[The input — start]

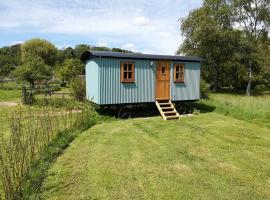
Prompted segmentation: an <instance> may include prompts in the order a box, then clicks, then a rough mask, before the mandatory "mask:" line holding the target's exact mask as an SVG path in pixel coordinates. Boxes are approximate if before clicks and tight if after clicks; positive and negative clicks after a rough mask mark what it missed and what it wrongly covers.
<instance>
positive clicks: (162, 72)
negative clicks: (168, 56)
mask: <svg viewBox="0 0 270 200" xmlns="http://www.w3.org/2000/svg"><path fill="white" fill-rule="evenodd" d="M161 73H162V74H164V73H165V66H162V68H161Z"/></svg>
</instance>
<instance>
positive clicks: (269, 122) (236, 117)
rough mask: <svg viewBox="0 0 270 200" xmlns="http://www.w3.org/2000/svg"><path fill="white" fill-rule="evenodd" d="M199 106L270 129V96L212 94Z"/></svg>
mask: <svg viewBox="0 0 270 200" xmlns="http://www.w3.org/2000/svg"><path fill="white" fill-rule="evenodd" d="M199 104H201V105H202V107H204V108H205V106H208V109H210V110H213V111H215V112H218V113H221V114H224V115H229V116H233V117H235V118H237V119H243V120H247V121H249V122H252V123H256V124H259V125H265V126H268V127H269V128H270V95H269V94H268V93H266V92H265V95H261V96H251V97H247V96H243V95H236V94H234V95H233V94H212V95H210V99H208V100H201V101H200V102H199Z"/></svg>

[The input — finish]

The answer must consist solely of the lines from the first line of the records through the line containing "positive clicks: (162, 72)", reproduced exactly and without the pictures.

Prompted segmentation: an <instance> may include prompts in the order a box, then clicks, then a rough mask, before the mandatory "mask:" line holding the target's exact mask as an SVG path in pixel coordinates. Boxes are approximate if before clicks and tight if after clicks; positive and negative clicks after a rough mask mark what it missed and what it wrongly covers.
<instance>
positive clicks: (162, 72)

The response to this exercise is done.